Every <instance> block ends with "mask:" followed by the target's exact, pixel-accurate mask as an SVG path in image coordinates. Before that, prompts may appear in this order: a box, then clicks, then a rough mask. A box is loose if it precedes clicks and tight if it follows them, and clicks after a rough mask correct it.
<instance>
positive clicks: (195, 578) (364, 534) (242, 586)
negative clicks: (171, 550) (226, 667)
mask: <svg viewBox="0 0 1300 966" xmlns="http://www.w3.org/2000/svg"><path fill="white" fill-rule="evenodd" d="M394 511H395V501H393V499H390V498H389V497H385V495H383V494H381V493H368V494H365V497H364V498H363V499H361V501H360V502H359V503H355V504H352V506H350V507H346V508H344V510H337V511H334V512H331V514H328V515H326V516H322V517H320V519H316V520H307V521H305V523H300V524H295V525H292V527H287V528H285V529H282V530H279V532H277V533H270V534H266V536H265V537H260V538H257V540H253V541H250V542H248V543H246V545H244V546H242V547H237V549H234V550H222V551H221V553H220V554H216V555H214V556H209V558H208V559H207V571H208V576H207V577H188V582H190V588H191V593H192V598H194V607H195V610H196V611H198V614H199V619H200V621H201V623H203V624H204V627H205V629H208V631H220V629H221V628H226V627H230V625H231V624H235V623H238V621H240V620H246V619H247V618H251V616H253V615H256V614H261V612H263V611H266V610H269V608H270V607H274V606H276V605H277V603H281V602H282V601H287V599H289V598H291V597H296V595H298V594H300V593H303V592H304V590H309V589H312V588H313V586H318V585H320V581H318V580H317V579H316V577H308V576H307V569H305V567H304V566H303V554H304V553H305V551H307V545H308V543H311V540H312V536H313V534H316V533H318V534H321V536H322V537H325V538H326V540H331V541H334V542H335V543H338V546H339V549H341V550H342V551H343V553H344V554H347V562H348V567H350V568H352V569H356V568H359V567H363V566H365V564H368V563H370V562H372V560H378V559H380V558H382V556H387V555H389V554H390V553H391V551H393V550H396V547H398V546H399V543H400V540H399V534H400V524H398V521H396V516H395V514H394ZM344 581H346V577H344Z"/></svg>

------------------------------------------------

• Aim of the task
The lines from the one containing "positive clicks: (195, 578)" through the final line of the listing above are all you should set down, exactly as written.

• Answer space
positive clicks: (195, 578) (364, 534) (242, 586)
negative clicks: (171, 550) (226, 667)
mask: <svg viewBox="0 0 1300 966" xmlns="http://www.w3.org/2000/svg"><path fill="white" fill-rule="evenodd" d="M394 511H395V501H393V499H390V498H389V497H385V495H383V494H381V493H368V494H365V497H364V498H363V499H361V501H360V502H359V503H355V504H352V506H350V507H346V508H344V510H337V511H334V512H331V514H328V515H326V516H322V517H320V519H316V520H307V521H305V523H300V524H295V525H292V527H287V528H285V529H282V530H279V532H277V533H270V534H266V536H265V537H260V538H257V540H253V541H250V542H248V543H246V545H244V546H242V547H237V549H234V550H222V551H221V553H220V554H216V555H214V556H209V558H208V559H207V571H208V576H207V577H188V582H190V588H191V593H192V598H194V607H195V610H196V611H198V614H199V619H200V621H201V623H203V624H204V627H205V629H208V631H220V629H221V628H226V627H230V625H231V624H235V623H238V621H240V620H246V619H247V618H251V616H253V615H256V614H261V612H263V611H266V610H269V608H270V607H274V606H276V605H277V603H281V602H282V601H287V599H289V598H291V597H296V595H298V594H300V593H303V592H304V590H309V589H312V588H313V586H318V585H320V581H318V580H317V579H316V577H308V576H307V569H305V567H304V566H303V554H304V553H305V551H307V545H308V543H311V540H312V536H313V534H316V533H318V534H321V536H322V537H325V538H326V540H331V541H334V542H335V543H338V546H339V549H341V550H342V551H343V553H344V554H347V562H348V567H350V568H352V569H356V568H359V567H363V566H365V564H368V563H370V562H372V560H378V559H380V558H382V556H387V555H389V554H390V553H391V551H393V550H396V547H398V546H399V543H400V540H399V534H400V524H398V521H396V516H395V514H394ZM344 581H346V577H344Z"/></svg>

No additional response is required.